Records from a dataset:
[Start of Attachment]

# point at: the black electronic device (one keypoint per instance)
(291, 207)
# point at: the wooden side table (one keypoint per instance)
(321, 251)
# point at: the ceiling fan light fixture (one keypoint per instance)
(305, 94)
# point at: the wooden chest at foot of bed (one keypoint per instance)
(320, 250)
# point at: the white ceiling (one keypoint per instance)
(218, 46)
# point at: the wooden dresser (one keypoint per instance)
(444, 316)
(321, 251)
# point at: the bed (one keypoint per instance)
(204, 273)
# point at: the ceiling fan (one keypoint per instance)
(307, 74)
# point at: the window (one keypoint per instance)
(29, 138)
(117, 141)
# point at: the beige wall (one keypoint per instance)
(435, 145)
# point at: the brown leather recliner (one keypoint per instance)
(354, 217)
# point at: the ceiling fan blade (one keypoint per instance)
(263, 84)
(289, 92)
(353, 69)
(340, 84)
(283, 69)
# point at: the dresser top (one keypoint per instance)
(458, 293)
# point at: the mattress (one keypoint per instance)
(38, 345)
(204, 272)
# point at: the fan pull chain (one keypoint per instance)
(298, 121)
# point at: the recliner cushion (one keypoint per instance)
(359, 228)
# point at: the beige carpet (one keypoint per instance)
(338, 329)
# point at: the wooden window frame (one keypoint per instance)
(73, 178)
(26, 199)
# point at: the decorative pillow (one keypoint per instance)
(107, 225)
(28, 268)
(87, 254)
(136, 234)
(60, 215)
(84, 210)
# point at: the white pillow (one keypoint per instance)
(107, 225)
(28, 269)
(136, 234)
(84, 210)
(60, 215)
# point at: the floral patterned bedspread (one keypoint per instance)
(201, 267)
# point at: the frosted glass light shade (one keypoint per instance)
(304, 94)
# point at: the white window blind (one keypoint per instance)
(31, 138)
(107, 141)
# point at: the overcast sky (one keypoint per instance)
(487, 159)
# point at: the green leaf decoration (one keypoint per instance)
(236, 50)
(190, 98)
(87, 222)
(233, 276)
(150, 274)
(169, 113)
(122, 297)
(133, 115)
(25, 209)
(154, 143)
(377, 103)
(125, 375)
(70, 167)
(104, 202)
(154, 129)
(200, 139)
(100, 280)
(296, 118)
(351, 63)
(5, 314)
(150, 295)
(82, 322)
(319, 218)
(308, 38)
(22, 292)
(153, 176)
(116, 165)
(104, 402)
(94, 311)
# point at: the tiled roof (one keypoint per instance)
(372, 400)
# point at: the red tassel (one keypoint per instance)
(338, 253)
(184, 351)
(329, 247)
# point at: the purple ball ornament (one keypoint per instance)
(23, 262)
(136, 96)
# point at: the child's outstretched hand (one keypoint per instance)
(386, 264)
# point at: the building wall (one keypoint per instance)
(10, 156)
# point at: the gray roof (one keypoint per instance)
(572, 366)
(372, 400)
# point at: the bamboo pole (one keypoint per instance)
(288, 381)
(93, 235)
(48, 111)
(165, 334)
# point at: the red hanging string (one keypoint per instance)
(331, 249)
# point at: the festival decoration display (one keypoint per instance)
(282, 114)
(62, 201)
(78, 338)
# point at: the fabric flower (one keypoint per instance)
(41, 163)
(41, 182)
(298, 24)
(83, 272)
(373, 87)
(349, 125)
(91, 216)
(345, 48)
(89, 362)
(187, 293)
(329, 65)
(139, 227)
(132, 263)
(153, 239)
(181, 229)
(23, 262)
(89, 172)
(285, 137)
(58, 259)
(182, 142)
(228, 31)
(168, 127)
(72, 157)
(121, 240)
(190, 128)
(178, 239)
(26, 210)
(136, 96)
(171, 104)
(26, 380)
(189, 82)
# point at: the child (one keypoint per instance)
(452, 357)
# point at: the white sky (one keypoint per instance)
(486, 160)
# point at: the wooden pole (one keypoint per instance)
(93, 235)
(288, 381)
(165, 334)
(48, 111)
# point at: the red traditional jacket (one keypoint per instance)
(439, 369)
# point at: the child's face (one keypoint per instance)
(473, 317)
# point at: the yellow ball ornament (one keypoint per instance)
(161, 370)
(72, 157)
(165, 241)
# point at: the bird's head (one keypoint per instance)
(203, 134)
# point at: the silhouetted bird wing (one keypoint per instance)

[End of Attachment]

Repeat, word for word, all the lines above.

**OUTPUT FOR THIS TASK:**
# point at: the black electronic device (one keypoint per instance)
(291, 207)
# point at: the wooden side table (one keypoint per instance)
(321, 251)
# point at: the ceiling fan light fixture (one keypoint per instance)
(305, 94)
# point at: the wooden chest at foot of bed (one keypoint per instance)
(320, 250)
# point at: the white ceiling (one keypoint per instance)
(218, 46)
# point at: the wooden dresser (one keypoint per instance)
(444, 316)
(321, 251)
# point at: the bed (one keypoint per instance)
(204, 273)
# point at: the ceiling fan (one keypoint per instance)
(307, 74)
# point at: the window (one keypoint per instance)
(29, 138)
(117, 141)
# point at: the beige wall (one keypoint per instance)
(435, 145)
# point at: the brown leather recliner (one keypoint per instance)
(354, 217)
# point at: the ceiling fan blade (one keypoint per instance)
(263, 84)
(289, 92)
(353, 69)
(340, 84)
(283, 69)
# point at: the dresser top (one keypoint per instance)
(458, 293)
# point at: the mattress (one keypoint per instance)
(38, 345)
(204, 272)
# point at: the fan pull chain (one keypoint per instance)
(298, 121)
# point at: the recliner cushion (one keypoint per instance)
(359, 228)
# point at: the beige carpet (one keypoint per instance)
(338, 329)
# point at: the wooden window frame (one keypoint per instance)
(73, 178)
(26, 199)
# point at: the decorative pillow (one keypoint per instance)
(107, 225)
(28, 268)
(87, 254)
(136, 234)
(60, 215)
(84, 210)
# point at: the white pillow (one keypoint per instance)
(107, 225)
(28, 269)
(136, 234)
(84, 210)
(60, 215)
# point at: the floral patterned bedspread (one keypoint per instance)
(201, 267)
# point at: the frosted glass light shade (one keypoint per instance)
(304, 94)
# point at: the white window blind (one keypoint per instance)
(31, 138)
(107, 141)
# point at: the overcast sky (one keypoint per instance)
(487, 159)
# point at: the green leaf decoration (one keypoint per instance)
(236, 50)
(190, 98)
(87, 222)
(233, 276)
(150, 274)
(169, 113)
(122, 297)
(133, 115)
(25, 209)
(154, 143)
(377, 103)
(125, 375)
(70, 167)
(104, 202)
(154, 129)
(200, 139)
(100, 280)
(296, 118)
(351, 63)
(5, 314)
(150, 295)
(82, 322)
(319, 218)
(308, 38)
(22, 292)
(153, 176)
(116, 165)
(104, 402)
(94, 311)
# point at: the tiled roof (one keypoint per instance)
(372, 400)
# point at: the red tassel (one keypoint per instance)
(338, 253)
(184, 351)
(329, 247)
# point at: the purple ball ornament (one keypoint per instance)
(23, 262)
(136, 96)
# point at: the child's outstretched hand (one keypoint per instance)
(386, 264)
# point at: the building wall (one keypoint per instance)
(10, 156)
# point at: the gray roof (one keypoint per instance)
(572, 366)
(372, 400)
# point at: the bamboo pole (one keypoint per instance)
(288, 381)
(93, 235)
(48, 111)
(165, 334)
# point at: the red hanging string (one keypoint per instance)
(331, 249)
# point at: the festival decoration display (one keypoint per instance)
(282, 114)
(62, 201)
(78, 338)
# point at: the fabric flower (one keypoint per instance)
(41, 163)
(41, 182)
(298, 24)
(83, 272)
(373, 87)
(349, 125)
(91, 216)
(345, 48)
(89, 362)
(187, 293)
(329, 65)
(139, 227)
(132, 263)
(153, 239)
(181, 229)
(23, 262)
(89, 172)
(285, 137)
(58, 259)
(182, 142)
(228, 31)
(168, 127)
(72, 157)
(121, 240)
(190, 128)
(178, 239)
(26, 210)
(136, 96)
(171, 104)
(26, 380)
(189, 82)
# point at: the child (one keypoint per instance)
(452, 357)
# point at: the white sky (one keypoint per instance)
(486, 160)
# point at: the wooden pole (one keypoint per instance)
(93, 235)
(288, 381)
(165, 334)
(48, 111)
# point at: the red traditional jacket (one keypoint per instance)
(439, 369)
# point at: the child's face (one keypoint per instance)
(473, 317)
# point at: the yellow ball ornament (one keypoint per instance)
(161, 370)
(72, 157)
(165, 241)
# point at: the bird's head (one keypoint per instance)
(203, 134)
# point at: the silhouetted bird wing (one keypoint per instance)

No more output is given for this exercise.